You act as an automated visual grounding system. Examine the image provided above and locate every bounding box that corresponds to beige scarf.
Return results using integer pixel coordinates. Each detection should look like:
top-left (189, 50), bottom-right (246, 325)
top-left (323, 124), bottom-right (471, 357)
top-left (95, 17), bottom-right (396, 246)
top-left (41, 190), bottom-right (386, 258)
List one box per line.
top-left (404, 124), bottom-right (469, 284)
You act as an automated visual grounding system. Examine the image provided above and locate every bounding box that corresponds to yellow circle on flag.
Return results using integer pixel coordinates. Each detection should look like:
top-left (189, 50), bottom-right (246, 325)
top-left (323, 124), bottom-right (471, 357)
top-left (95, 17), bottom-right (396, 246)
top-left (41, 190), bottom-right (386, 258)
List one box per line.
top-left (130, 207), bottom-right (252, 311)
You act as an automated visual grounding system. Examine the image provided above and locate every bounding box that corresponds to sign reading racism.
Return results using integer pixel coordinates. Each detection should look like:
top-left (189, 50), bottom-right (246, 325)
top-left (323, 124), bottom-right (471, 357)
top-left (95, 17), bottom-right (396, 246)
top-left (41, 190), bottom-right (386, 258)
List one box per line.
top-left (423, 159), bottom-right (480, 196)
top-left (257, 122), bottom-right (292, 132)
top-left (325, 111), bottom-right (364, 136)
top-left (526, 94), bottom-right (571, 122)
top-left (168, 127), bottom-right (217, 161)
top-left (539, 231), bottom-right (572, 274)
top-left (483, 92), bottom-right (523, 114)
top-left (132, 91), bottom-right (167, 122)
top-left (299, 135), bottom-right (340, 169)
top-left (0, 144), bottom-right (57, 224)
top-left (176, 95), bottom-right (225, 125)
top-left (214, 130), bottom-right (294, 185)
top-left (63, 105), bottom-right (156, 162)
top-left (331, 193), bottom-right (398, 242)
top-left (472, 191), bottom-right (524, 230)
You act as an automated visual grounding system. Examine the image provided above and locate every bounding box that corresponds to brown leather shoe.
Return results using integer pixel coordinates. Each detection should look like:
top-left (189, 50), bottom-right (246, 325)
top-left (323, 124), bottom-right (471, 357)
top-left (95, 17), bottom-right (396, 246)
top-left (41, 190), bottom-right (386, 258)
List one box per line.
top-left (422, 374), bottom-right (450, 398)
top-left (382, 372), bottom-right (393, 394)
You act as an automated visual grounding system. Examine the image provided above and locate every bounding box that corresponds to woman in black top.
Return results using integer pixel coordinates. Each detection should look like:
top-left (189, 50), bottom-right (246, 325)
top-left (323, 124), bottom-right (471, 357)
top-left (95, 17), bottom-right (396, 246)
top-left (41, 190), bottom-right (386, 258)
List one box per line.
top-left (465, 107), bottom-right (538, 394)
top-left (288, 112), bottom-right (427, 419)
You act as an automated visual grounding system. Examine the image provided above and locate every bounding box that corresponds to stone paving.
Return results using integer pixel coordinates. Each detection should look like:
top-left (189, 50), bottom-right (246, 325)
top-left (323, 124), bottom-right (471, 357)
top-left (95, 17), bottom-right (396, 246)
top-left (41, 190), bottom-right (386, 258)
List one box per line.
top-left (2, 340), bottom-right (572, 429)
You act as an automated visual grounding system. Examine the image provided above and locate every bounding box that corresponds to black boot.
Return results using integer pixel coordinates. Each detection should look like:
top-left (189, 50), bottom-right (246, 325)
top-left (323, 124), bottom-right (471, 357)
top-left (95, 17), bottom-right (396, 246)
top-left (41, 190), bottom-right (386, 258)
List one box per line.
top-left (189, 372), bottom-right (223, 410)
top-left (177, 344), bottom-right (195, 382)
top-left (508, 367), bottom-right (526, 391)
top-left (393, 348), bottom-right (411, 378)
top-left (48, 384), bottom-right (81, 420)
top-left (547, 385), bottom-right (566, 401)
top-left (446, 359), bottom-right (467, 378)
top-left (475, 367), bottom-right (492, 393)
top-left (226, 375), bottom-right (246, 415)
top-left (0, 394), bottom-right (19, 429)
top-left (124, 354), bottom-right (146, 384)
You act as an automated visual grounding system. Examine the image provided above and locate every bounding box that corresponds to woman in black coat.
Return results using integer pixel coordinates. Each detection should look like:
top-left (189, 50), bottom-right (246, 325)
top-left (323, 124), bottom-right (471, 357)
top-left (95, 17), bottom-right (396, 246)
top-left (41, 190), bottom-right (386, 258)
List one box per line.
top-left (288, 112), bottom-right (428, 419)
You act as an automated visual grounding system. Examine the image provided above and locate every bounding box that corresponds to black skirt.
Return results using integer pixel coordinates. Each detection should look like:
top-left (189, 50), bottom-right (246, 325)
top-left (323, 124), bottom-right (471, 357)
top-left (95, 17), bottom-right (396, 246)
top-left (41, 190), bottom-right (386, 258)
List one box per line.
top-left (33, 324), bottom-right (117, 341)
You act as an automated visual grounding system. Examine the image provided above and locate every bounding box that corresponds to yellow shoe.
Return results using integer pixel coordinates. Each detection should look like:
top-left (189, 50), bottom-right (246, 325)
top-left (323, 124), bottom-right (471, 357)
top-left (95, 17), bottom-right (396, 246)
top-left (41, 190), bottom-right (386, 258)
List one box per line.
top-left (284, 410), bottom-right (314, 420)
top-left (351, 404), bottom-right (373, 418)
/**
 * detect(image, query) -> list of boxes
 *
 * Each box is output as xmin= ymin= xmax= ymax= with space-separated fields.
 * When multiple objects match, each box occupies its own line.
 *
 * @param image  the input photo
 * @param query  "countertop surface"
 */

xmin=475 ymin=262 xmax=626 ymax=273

--- PROBLEM TO WORK ON ---
Please restate the preceding entries word for word.

--- ANSWER FOR THIS EXERCISE ---
You act as an automated visual grounding system. Examine the image provided above and locate every bounding box that corresponds to beige scarf.
Return results using integer pixel coordinates. Each detection should look like:
top-left (189, 50), bottom-right (246, 325)
top-left (323, 124), bottom-right (471, 357)
top-left (95, 17), bottom-right (396, 246)
top-left (41, 190), bottom-right (386, 258)
List one box per line.
top-left (404, 124), bottom-right (469, 284)
You act as an automated visual grounding system. Examine the image provided above and locate every bounding box that corresponds to yellow circle on flag.
Return results using integer pixel coordinates. Each detection should look like:
top-left (189, 50), bottom-right (246, 325)
top-left (323, 124), bottom-right (471, 357)
top-left (95, 17), bottom-right (396, 246)
top-left (41, 190), bottom-right (386, 258)
List one box per line.
top-left (130, 207), bottom-right (252, 311)
You act as an automated visual grounding system. Examine the image provided above and locate every bounding box that corresponds to sign reading racism.
Return results using integer pixel coordinates. Each detection should look like:
top-left (189, 50), bottom-right (246, 325)
top-left (323, 124), bottom-right (471, 357)
top-left (95, 17), bottom-right (396, 246)
top-left (41, 190), bottom-right (386, 258)
List one box per line.
top-left (423, 159), bottom-right (480, 196)
top-left (257, 122), bottom-right (292, 132)
top-left (325, 111), bottom-right (364, 136)
top-left (526, 94), bottom-right (571, 122)
top-left (168, 127), bottom-right (217, 161)
top-left (539, 231), bottom-right (572, 274)
top-left (483, 92), bottom-right (523, 114)
top-left (132, 91), bottom-right (167, 122)
top-left (299, 135), bottom-right (340, 169)
top-left (0, 144), bottom-right (57, 224)
top-left (176, 95), bottom-right (225, 125)
top-left (214, 130), bottom-right (294, 185)
top-left (63, 105), bottom-right (156, 162)
top-left (331, 193), bottom-right (398, 242)
top-left (472, 191), bottom-right (524, 230)
You act as an automated visual grounding system. Examine the image provided above and locate every bounding box that corresponds to brown leather shoe.
Return results using integer pixel coordinates. Each detection should look like:
top-left (189, 50), bottom-right (246, 325)
top-left (323, 124), bottom-right (471, 357)
top-left (95, 17), bottom-right (396, 246)
top-left (41, 190), bottom-right (386, 258)
List one box per line.
top-left (422, 374), bottom-right (450, 398)
top-left (382, 372), bottom-right (393, 394)
You act as an automated visual grounding system. Examine the image provided above and locate every bounding box that corresponds to woman in black top.
Return results using integer pixel coordinates. Each detection should look like:
top-left (189, 50), bottom-right (246, 325)
top-left (323, 124), bottom-right (471, 357)
top-left (95, 17), bottom-right (396, 246)
top-left (41, 190), bottom-right (386, 258)
List one box per line.
top-left (465, 107), bottom-right (538, 394)
top-left (288, 112), bottom-right (427, 419)
You act as an automated visual grounding system. Examine the image provided above and locate every bounding box that corresponds to stone paving.
Return results using integer pixel coordinates. Each detection should look like:
top-left (189, 50), bottom-right (246, 325)
top-left (323, 124), bottom-right (471, 357)
top-left (95, 17), bottom-right (396, 246)
top-left (41, 190), bottom-right (386, 258)
List one box per line.
top-left (2, 340), bottom-right (572, 429)
You act as an automated visual grounding system. Examine the image provided above and locate every bounding box that corresponds to black boot.
Return results using integer pixel coordinates. Each detection should look like:
top-left (189, 50), bottom-right (246, 325)
top-left (323, 124), bottom-right (471, 357)
top-left (95, 17), bottom-right (396, 246)
top-left (41, 190), bottom-right (386, 258)
List one box per line.
top-left (189, 372), bottom-right (223, 410)
top-left (177, 344), bottom-right (195, 382)
top-left (508, 367), bottom-right (526, 391)
top-left (393, 348), bottom-right (411, 378)
top-left (48, 384), bottom-right (81, 420)
top-left (547, 385), bottom-right (566, 401)
top-left (446, 359), bottom-right (467, 378)
top-left (475, 367), bottom-right (492, 393)
top-left (226, 375), bottom-right (246, 415)
top-left (0, 394), bottom-right (19, 429)
top-left (124, 354), bottom-right (146, 384)
You act as an automated visual grounding system. Examine the image provided above and locate every bounding box that corresponds to woman in black coat.
Return results using integer pixel coordinates. Each detection should look like:
top-left (189, 50), bottom-right (246, 325)
top-left (323, 124), bottom-right (471, 357)
top-left (95, 17), bottom-right (396, 246)
top-left (41, 190), bottom-right (386, 258)
List one box per line.
top-left (288, 112), bottom-right (428, 419)
You act as an automated visual grounding system. Examine the image provided above and locate every bounding box that corresponds to black skirt.
Return results using integer pixel coordinates. Each detection should look like:
top-left (189, 50), bottom-right (246, 325)
top-left (323, 124), bottom-right (471, 357)
top-left (95, 17), bottom-right (396, 246)
top-left (41, 190), bottom-right (386, 258)
List one box per line.
top-left (33, 324), bottom-right (117, 341)
You act as an automated visual grounding system. Examine the image provided above and locate every bounding box that corresponds to yellow shoe.
Return results using integer pixel coordinates. Each detection should look like:
top-left (189, 50), bottom-right (246, 325)
top-left (323, 124), bottom-right (471, 357)
top-left (95, 17), bottom-right (396, 246)
top-left (41, 190), bottom-right (386, 258)
List one box per line.
top-left (284, 410), bottom-right (314, 420)
top-left (351, 404), bottom-right (373, 418)
/**
 * detect(image, query) -> list of boxes
 *
 * Each box is output as xmin= ymin= xmax= ymax= with space-separated fields.
 * When multiple objects match, each box occupies its own line.
 *
 * @param image  the input photo
 * @param query  "countertop surface"
 */

xmin=475 ymin=262 xmax=626 ymax=273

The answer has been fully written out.